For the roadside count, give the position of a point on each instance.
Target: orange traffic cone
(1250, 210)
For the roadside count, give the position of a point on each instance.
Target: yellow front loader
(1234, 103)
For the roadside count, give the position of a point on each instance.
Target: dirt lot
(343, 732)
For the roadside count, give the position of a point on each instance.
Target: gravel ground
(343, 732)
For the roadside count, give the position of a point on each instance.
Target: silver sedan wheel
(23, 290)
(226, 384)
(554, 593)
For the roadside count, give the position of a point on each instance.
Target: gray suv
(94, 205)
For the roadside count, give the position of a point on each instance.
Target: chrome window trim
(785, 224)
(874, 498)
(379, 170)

☆ ☆ ☆

Work to do: Convert all of the lines above into a Markdown table with the columns "Row" and "Line". Number each line in the first column, and omit any blank lines.

Answer:
| Row | Line |
|---|---|
| 1 | For the roadside count, give the position of a point on each instance. |
| 2 | Target: orange traffic cone |
| 3 | (1250, 210) |
| 4 | For the roadside count, give the position of a point on each instance. |
| 5 | Target: yellow front loader |
| 6 | (1234, 103) |
| 7 | For the roadside count, give the position of a point on each instance. |
| 8 | Target: dirt lot |
| 9 | (343, 732) |
| 10 | For the roadside count, give the position of a point on each instance. |
| 11 | Target: gravel ground |
| 12 | (343, 732) |
| 13 | For the roadside count, give the position of a point on each instance. |
| 14 | Target: silver sedan wheel |
| 15 | (23, 290) |
| 16 | (226, 384) |
| 17 | (554, 593) |
| 18 | For the roadside count, give the position of a point on each instance. |
| 19 | Target: gray suv |
| 20 | (94, 205) |
| 21 | For the roadside count, give the position of a point on each instance. |
| 22 | Target: chrome window trim |
| 23 | (785, 224) |
| 24 | (874, 498) |
| 25 | (379, 170) |